Exercise objective>
Set every record down verbatim and omit the pictures.

▼

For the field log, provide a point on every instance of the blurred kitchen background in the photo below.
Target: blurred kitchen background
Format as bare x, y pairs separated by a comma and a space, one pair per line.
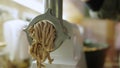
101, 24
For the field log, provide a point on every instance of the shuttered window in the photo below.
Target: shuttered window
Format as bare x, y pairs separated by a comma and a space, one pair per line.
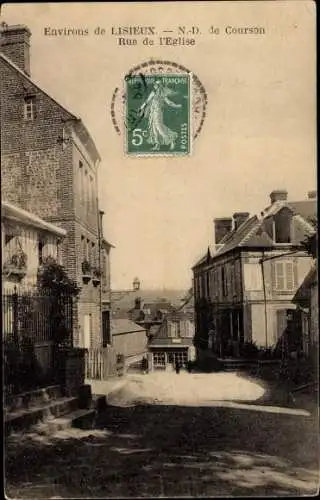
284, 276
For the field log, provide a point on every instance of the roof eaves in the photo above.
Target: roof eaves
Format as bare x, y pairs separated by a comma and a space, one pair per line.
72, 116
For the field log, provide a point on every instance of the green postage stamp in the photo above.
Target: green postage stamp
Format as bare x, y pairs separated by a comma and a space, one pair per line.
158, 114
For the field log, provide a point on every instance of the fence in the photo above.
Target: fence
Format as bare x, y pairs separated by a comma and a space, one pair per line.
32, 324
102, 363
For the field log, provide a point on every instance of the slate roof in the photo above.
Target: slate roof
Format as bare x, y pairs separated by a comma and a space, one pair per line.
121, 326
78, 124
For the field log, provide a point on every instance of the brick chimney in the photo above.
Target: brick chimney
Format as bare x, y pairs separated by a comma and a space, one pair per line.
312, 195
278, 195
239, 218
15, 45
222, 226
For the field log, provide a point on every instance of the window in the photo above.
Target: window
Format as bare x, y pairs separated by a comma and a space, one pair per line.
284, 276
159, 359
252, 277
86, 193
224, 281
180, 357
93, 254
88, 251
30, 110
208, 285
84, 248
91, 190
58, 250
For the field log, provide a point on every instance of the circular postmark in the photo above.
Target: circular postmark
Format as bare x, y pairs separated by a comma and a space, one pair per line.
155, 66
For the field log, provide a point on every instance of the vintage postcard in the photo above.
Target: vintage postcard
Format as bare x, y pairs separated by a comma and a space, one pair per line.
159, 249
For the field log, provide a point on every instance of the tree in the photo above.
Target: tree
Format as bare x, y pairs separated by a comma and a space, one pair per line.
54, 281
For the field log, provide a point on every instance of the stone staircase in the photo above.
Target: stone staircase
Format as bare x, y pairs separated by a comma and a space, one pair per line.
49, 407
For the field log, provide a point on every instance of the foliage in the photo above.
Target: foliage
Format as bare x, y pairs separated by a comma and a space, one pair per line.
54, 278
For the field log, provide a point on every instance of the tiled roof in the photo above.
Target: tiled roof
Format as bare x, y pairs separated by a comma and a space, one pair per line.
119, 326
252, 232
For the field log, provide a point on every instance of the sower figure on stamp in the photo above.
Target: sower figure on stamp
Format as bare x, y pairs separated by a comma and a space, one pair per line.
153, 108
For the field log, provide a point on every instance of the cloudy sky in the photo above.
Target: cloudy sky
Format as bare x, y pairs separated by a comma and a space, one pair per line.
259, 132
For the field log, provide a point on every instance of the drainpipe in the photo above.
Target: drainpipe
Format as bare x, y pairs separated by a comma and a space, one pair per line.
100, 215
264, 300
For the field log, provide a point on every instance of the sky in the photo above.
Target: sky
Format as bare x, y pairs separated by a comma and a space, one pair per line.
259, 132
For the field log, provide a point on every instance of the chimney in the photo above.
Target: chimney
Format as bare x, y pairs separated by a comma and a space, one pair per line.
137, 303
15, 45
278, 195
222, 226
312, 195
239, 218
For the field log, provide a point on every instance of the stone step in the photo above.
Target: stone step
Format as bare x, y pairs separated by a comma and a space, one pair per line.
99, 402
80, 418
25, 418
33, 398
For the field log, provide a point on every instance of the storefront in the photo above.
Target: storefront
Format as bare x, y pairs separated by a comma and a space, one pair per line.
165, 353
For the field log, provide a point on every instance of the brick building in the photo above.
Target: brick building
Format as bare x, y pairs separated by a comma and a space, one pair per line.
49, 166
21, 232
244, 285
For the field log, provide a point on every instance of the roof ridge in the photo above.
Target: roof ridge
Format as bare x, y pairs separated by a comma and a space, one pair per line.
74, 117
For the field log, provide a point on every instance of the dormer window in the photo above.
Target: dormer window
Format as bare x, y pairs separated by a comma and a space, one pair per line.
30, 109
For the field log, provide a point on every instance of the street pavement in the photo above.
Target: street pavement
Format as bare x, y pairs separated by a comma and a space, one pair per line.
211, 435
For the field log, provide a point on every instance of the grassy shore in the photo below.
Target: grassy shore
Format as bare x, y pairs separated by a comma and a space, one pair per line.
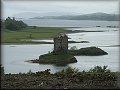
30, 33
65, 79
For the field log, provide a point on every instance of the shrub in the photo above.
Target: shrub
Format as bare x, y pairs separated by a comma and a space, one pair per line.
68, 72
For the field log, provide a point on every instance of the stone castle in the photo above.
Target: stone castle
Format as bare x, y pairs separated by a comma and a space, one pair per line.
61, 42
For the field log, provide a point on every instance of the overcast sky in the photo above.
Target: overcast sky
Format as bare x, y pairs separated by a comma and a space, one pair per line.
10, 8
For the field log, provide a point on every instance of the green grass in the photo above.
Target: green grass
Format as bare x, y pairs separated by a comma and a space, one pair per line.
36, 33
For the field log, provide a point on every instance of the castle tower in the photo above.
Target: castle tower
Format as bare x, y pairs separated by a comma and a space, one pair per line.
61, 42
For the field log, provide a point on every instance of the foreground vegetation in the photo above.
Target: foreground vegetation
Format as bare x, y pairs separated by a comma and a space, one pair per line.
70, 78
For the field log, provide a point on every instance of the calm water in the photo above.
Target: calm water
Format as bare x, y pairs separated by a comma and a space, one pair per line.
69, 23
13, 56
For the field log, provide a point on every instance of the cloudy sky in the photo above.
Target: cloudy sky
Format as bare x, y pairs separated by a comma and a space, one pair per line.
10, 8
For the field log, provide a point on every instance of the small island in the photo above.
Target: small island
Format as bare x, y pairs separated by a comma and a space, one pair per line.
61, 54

▲

Answer below>
For the field log, provide a point on every instance of the blurred kitchen background in the photo below.
Target: blurred kitchen background
Format as bare x, y pairs separated by a comma and a space, one pair per line.
101, 24
For the field log, provide a point on every instance of the shuttered window in the photo below.
Target: shuttered window
Format as bare x, y pairs separated by a comma and a space, one pair per line.
284, 276
For the field log, provide a point on every instance of the roof eaves in the photo above.
Target: roof eaves
Format as bare x, y pairs separated by a comma and a space, one pair per line.
72, 116
For the field log, provide a point on every instance of the green postage stamp in the photo above.
Target: green postage stamp
Format as bare x, y pairs separated by a comma and a space, one pair per line.
158, 114
For the field log, provide a point on every instance of the fence in the photo above.
Target: fence
Format as bare x, y pairs separated by a comma and a space, one pair per line.
32, 324
102, 363
For the field log, provide a point on every instance of the slate roof in the photo above.
Target: slate roof
Format as bare x, y pairs separated by a comma and a space, one pair per line.
121, 326
78, 124
For the field log, provide a point on every instance of the brick chimney in the photo above.
Target: brick chimney
Format as bare x, y pairs separated by a comma and a space, one pair per line.
312, 195
278, 195
239, 218
15, 45
222, 226
For the field log, provide a point on every instance of the window in the photo above.
Target: window
Format as bare x, y pairs separated by a comma and a space, one pair per line.
284, 276
159, 359
252, 277
86, 193
224, 281
180, 357
93, 254
88, 251
30, 110
208, 285
84, 248
91, 190
58, 250
For the field log, provide a point on every instance of the circular postmark in the photo above.
Target: circular postmark
Format as bare x, y pairs separated by a comma and a space, one pair per line.
155, 66
For the field log, provide a point on every instance of the vintage postcard in the photo above.
Target: vintage postcard
Format as bare x, y pairs separated by a comma and a space, one pair per line.
159, 249
For the field log, provide a point on every instance of the tree in the photo above.
Target: tree
Format as bare x, y pairs separated by a comma and a space, one pair per line.
54, 281
For the field log, provide a point on every instance of the stone staircase in the photo above.
Target: stone staircase
Format as bare x, y pairs separated by a comma and a space, one pair per line.
49, 407
For the field log, provide a point on every instance of the foliage in the photo above.
Target: foliage
Format as bare x, y pairs separated by a comma and a space, one pair per line.
54, 278
For the field log, provide a point on every instance of the tiled roof in the photo above.
Target: tiled roof
Format as bare x, y pairs separated by a comma and a space, one pair per line.
119, 326
252, 232
For the field log, provide a point on every instance of the sower figure on stamp in the photo above.
Target: sower figure on stamp
Format as bare x, y pairs separated by a comma and a space, one pair per line.
153, 108
For the field log, provide a point on every instance of the cloudy sky in the photo above.
Target: cloudy sky
Format as bare x, y pairs separated by a comma and a space, one pair per line.
259, 132
For the field log, provide a point on every instance of the drainpipe in the photo above.
Target: drainpipe
Format as bare x, y pairs separated by a comma and a space, one pair per line.
100, 215
264, 300
For the field log, provide a point on every instance of the sky in the photo above.
Target: sky
Format as bare x, y pairs separated by a comma and a space, one pair per line.
259, 132
For the field log, provide a point on every instance of the chimney in the photo above.
Target: chimney
Format as bare x, y pairs separated by a comma and a space, one pair per line.
137, 303
15, 45
278, 195
222, 226
312, 195
239, 218
For the field log, provide a point on every instance of the stone step in the photo above.
Target: stone step
Format as bare x, y pairs separated by a comma and a space, one pair per line.
99, 402
80, 418
25, 418
33, 398
For the field log, provide a point on every instance of the storefront in the photo above.
Target: storefront
Format as bare x, y pairs separated by a comma and a space, one pair per line.
165, 353
For the field log, provide a point on every instance of the brick building in the photo above.
Target: brick building
Format as bare x, y pairs separated by a comma and a space, one pair per line.
49, 166
21, 232
244, 285
For the field log, provide a point on every instance of the roof ridge in the photo above.
Target: roof ridge
Format as bare x, y pairs separated by a comma and a space, one pair per line.
74, 117
For the field log, provide a point on every instance of the dormer window in the photo above.
Target: dormer window
Format as bare x, y pairs separated by a comma and a space, one pair per line.
30, 109
For the field log, provide a point on every instance of the street pavement in the photo above.
Target: street pavement
Format as bare x, y pairs separated by a comma and a space, one pair per line.
211, 435
For the field log, provide a point on every instance of the grassy shore in the photo below.
Target: grassy shore
Format as bare x, y pairs separated by a comma and a space, one pair per line.
30, 33
65, 79
For the field log, provide a point on every instance of the shrub in the photo above.
Target: shrub
Format as bare x, y pairs separated by a comma and a space, one pair per line.
68, 72
For the field log, provide a point on every instance of the stone castle in the photo above.
Target: stone castle
Format as bare x, y pairs separated by a comma and a space, one pair per line.
61, 42
For the field log, provide a point on every instance of the overcast sky in the photo above.
Target: overcast sky
Format as bare x, y pairs separated by a comma and a space, one pair per line.
10, 8
For the field log, provide a point on every instance of the green grass in the photo above.
Target: green grass
Format as bare x, y pairs separated by a comma and a space, one pair per line.
36, 33
For the field log, provide a point on every instance of the castle tower in the photo above.
Target: castle tower
Format as bare x, y pairs separated by a comma and a space, one pair per line.
61, 42
For the field log, provide a point on every instance of the foreground vegetation in the photo above.
Target: foreground vegetation
Format as bare x, y pairs separated by a comma and a space, one pair per line.
70, 78
For the field log, provide a point on every instance of the calm water in the photo above.
Target: calm water
Format as bare x, y pairs separated by a comma and a space, one pair per line.
69, 23
13, 56
For the field log, provide a point on every instance of the cloudy sky in the photo above.
Target: cloudy sky
Format as bare x, y pairs separated by a comma and a space, one pair per line.
10, 8
For the field log, provide a point on every instance of the small island in the photo above.
Target: small island
Format as bare x, y pairs separated by a comma and a space, one pair per line.
61, 54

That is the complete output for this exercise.